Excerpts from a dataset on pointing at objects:
════════════════

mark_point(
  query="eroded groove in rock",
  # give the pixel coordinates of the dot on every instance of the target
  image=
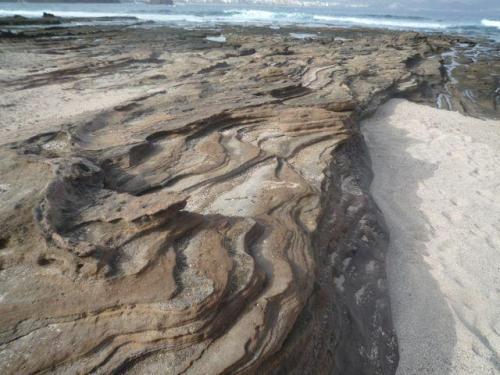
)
(216, 221)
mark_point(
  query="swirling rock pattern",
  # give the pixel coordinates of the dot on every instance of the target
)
(215, 219)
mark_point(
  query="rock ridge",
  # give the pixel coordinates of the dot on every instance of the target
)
(212, 216)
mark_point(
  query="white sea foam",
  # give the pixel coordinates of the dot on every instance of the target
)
(490, 23)
(381, 22)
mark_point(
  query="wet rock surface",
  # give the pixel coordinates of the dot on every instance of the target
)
(170, 204)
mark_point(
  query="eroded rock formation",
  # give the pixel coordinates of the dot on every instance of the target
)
(216, 220)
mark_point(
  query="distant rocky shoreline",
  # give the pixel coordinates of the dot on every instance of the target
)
(172, 203)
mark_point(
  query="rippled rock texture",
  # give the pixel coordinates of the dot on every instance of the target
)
(208, 213)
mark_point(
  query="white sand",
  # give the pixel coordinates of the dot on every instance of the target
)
(437, 180)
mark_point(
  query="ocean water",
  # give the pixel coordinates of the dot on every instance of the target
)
(190, 15)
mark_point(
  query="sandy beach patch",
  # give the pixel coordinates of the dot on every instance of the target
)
(437, 182)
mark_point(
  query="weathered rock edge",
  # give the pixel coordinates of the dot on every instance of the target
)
(233, 236)
(352, 339)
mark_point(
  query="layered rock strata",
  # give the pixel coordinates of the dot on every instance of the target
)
(203, 207)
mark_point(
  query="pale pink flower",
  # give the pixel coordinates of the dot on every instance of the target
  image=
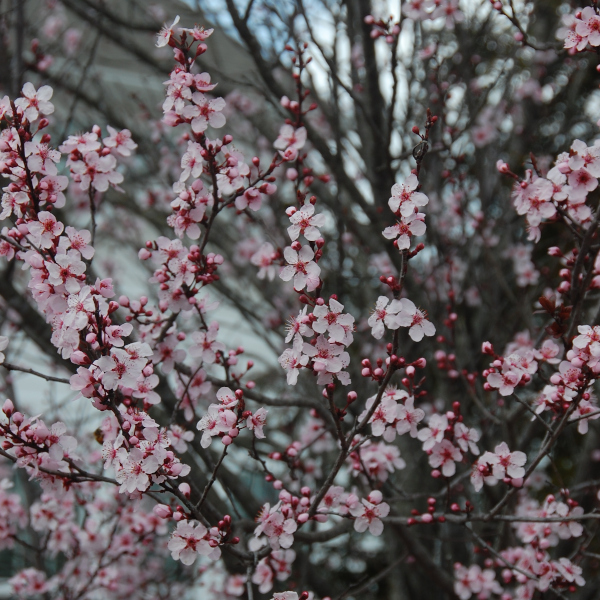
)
(368, 515)
(120, 141)
(302, 268)
(306, 223)
(188, 541)
(33, 102)
(163, 37)
(256, 422)
(445, 455)
(404, 197)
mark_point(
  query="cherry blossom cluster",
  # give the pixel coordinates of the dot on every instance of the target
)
(400, 313)
(445, 439)
(580, 29)
(141, 453)
(44, 452)
(92, 162)
(395, 414)
(107, 545)
(405, 203)
(529, 567)
(564, 190)
(325, 356)
(227, 418)
(500, 465)
(191, 539)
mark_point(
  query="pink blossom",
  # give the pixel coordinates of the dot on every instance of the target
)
(306, 223)
(33, 102)
(444, 455)
(368, 515)
(302, 268)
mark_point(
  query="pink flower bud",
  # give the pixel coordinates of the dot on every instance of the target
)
(163, 511)
(375, 497)
(8, 407)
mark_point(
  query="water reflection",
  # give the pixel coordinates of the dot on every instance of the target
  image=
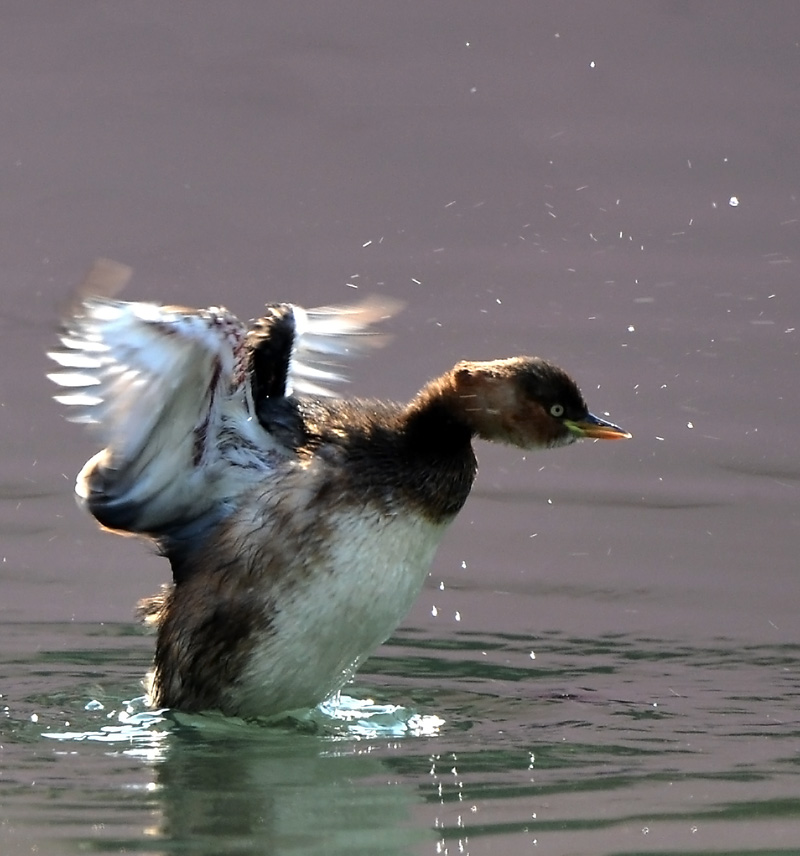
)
(670, 739)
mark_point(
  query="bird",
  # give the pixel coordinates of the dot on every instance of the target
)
(299, 525)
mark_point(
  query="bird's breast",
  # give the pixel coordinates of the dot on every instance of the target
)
(347, 598)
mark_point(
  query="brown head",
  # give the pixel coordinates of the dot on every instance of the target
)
(523, 401)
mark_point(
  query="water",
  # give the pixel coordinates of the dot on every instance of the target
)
(605, 657)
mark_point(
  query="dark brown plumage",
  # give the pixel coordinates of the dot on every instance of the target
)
(299, 527)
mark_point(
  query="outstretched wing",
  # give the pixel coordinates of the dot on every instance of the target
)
(152, 381)
(170, 391)
(296, 351)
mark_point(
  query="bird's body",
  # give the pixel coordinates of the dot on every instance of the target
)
(300, 527)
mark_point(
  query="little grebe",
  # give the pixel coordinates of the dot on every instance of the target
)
(299, 527)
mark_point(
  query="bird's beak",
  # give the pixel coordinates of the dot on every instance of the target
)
(592, 428)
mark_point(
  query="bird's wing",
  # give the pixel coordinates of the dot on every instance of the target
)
(296, 351)
(170, 393)
(152, 382)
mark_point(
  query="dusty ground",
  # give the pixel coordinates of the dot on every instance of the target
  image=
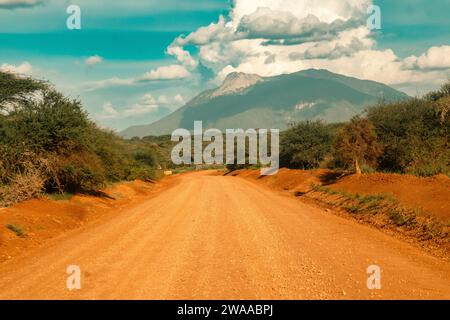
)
(43, 219)
(431, 195)
(209, 236)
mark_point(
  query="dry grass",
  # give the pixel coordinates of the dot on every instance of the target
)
(22, 187)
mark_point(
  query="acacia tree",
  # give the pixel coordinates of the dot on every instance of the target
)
(16, 89)
(358, 143)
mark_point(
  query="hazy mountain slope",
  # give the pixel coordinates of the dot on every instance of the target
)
(250, 101)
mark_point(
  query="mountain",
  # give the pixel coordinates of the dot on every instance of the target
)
(250, 101)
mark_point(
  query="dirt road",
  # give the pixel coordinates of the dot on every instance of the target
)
(224, 238)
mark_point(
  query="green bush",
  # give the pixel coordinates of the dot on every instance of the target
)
(306, 145)
(45, 135)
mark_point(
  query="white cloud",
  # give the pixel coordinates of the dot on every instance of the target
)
(13, 4)
(24, 69)
(93, 60)
(171, 72)
(111, 82)
(109, 112)
(272, 37)
(145, 105)
(434, 58)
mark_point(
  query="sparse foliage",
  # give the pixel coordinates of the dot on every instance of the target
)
(358, 143)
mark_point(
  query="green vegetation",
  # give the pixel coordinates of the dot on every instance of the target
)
(369, 206)
(411, 136)
(306, 145)
(48, 143)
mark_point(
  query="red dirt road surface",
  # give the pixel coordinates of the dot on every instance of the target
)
(215, 237)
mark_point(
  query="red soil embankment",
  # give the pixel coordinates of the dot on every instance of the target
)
(431, 195)
(43, 219)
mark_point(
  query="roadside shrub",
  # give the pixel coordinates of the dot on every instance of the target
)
(22, 187)
(414, 135)
(47, 141)
(305, 145)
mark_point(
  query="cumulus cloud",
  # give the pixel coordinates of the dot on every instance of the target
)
(272, 37)
(14, 4)
(434, 58)
(93, 60)
(163, 73)
(171, 72)
(24, 69)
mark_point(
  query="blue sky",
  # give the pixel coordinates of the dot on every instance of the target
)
(120, 66)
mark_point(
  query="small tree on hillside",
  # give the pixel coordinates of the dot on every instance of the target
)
(357, 143)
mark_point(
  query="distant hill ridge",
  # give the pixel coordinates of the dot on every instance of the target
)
(250, 101)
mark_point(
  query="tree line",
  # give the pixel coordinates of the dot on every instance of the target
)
(48, 143)
(409, 137)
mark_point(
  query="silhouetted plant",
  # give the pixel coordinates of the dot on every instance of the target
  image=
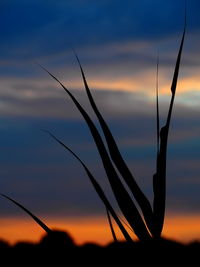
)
(151, 224)
(146, 223)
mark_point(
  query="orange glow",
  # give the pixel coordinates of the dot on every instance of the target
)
(93, 229)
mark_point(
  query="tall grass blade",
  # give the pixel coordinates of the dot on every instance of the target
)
(97, 188)
(157, 106)
(111, 226)
(118, 159)
(35, 218)
(123, 199)
(159, 179)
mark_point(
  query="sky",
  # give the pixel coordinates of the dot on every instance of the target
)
(117, 43)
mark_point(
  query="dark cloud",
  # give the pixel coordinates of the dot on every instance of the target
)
(41, 174)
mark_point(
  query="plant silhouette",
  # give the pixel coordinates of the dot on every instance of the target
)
(151, 224)
(145, 221)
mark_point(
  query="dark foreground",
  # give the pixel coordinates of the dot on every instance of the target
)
(58, 249)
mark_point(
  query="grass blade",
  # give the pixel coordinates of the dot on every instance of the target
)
(159, 179)
(157, 106)
(111, 226)
(97, 188)
(118, 159)
(35, 218)
(123, 199)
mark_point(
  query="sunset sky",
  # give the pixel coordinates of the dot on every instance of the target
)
(117, 43)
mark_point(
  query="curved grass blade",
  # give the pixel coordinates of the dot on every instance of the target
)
(35, 218)
(159, 179)
(98, 189)
(111, 226)
(123, 199)
(157, 106)
(118, 159)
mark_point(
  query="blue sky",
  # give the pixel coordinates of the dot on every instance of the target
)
(117, 43)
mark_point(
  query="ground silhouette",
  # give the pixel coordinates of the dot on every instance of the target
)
(59, 249)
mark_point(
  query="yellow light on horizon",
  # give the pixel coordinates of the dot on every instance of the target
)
(182, 228)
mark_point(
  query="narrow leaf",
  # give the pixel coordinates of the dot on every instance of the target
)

════════════════

_What you will do_
Show every line of the listing above that contains the word "green", treating uppercase and lowercase as different.

_Complete output_
  query="green bush",
  query="green vegetation",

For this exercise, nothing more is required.